> _TEXT PASSAGE_
++++++
James Scott Moore testified that on August 28, 2000, he was a deputy sheriff with the Montgomery County Sheriff's Office, assigned to the patrol division. He indicated that while patrolling just outside the city he observed a car, its motor running and someone sitting in the driver's seat, parked to the side of a Citgo store. He related that he was suspicious because the parking places in front of the store were all unoccupied. He said that a black male with no shirt and baggy pants came out and got in the passenger side of the vehicle. He identified Christopher Taylor as the individual who had been in the store and who got into the passenger side of the vehicle. He related that he obtained a license plate number of the vehicle, which was a large, dark-brown, four-door Cadillac.
Officer Moore testified that thereafter he received a dispatch concerning the robbery at the Chevron store, involving a large dark brown Cadillac. He stated that he called the Conroe Police Department on his radio and told them that he had seen a vehicle similar to the one described. He provided them with a license plate number of the vehicle he had seen. He said that the Chevron store is located approximately 8-9 miles from the Citgo store and that it would take about 10 minutes to get there. He estimated that the vehicle left the Citgo store probably about 10:05-10:06 p.m.
The evidence shows that Christopher Taylor, not appellant, committed the robbery. The Texas Penal Code provides that a person is criminally responsible for an offense committed by the conduct of another if, acting with the intent to promote or assist the commission of the offense, he or she solicits, encourages, directs, aids, or attempts to aid the other person to commit the offense. Tex. Pen. Code § 7.02(a)(2) (Vernon 1994).
Considering all of the evidence, including evidence that appellant and Christopher Taylor left appellant’s place of residence and returned together, evidence that Christopher Taylor was accompanied by just one other person at both the Citgo store and the robbery, and evidence that Christopher Taylor gave money to appellant after the robbery, a jury could reasonably conclude that appellant was with Christopher Taylor both at the Citgo store and at the Chevron store during the robbery. Given the same evidence, including evidence that Christopher Taylor was the passenger in the car at the Citgo store, and evidence of the suspicious location of the car at the Citgo store, the jury could reasonably conclude that appellant was serving as the driver of the getaway car during the robbery and that he knew that a robbery was taking place. We hold that the evidence is legally sufficient to support appellant’s conviction. See Thompson v. State, 697 S.W.2d 413, 417 (Tex. Crim. App. 1985).
++++++
> _THE TASKS_
1. Say whether each statement agrees with the court opinion above, answering yes or no and quoting the words of the opinion that decide it: (a) Moore saw the car parked in front of the Citgo store; (b) the Chevron store is roughly 8-9 miles from the Citgo store; (c) the evidence shows that the appellant carried out the robbery himself.
2. Write the next part of the court opinion, starting after its final sentence.
The records have nothing to do with the work here.

> _MATERIAL SHOWN_
++++++
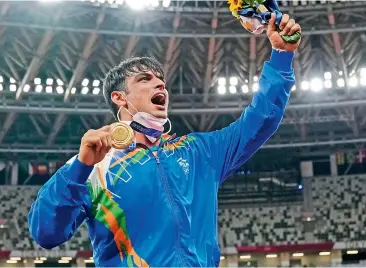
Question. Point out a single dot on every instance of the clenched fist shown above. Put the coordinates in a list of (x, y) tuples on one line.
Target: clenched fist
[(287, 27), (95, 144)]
++++++
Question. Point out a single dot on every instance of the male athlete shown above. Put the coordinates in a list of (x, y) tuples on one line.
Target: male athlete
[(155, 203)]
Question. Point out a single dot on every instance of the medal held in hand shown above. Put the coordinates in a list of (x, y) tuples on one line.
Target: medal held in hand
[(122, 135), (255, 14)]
++++++
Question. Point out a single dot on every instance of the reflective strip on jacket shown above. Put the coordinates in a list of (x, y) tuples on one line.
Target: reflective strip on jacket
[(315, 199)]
++++++
> _THE REPLIES_
1.
(a) No: "parked to the side of a Citgo store"
(b) Yes: "the Chevron store is located approximately 8-9 miles from the Citgo store"
(c) No: "Christopher Taylor, not appellant, committed the robbery"

2.
Appellant relies upon Scott v. State, 946 S.W.2d 166 (Tex. App.—Austin 1997). We find Scott to be distinguishable. In Scott, evidence showed that the defendant drove the party who committed a robbery to the scene and away from the scene. Id. at 168-69. However, in Scott, the jury was charged that to convict the defendant it must find that before a codefendant committed robbery, the defendant entered into a conspiracy and agreed to become a party to aid in the robbery and did so by driving the getaway car after the robbery. Id. at 167. While the charge in this case contained a charge on conspiracy, it also instructed the jury that it could convict appellant if it found beyond a reasonable doubt that appellant solicited, encouraged, directed, aided, or attempted to aid Christopher Taylor to commit the offense.
Appellant urges that at best the evidence shows that he was merely present when the robbery was committed and that the evidence failed to show that he had any prior knowledge that Christopher Taylor was going to commit the robbery. As noted, we believe the evidence shows that appellant was not merely present during the robbery but was driving the getaway car with knowledge that the robbery was taking place. We overrule appellant’s issue one.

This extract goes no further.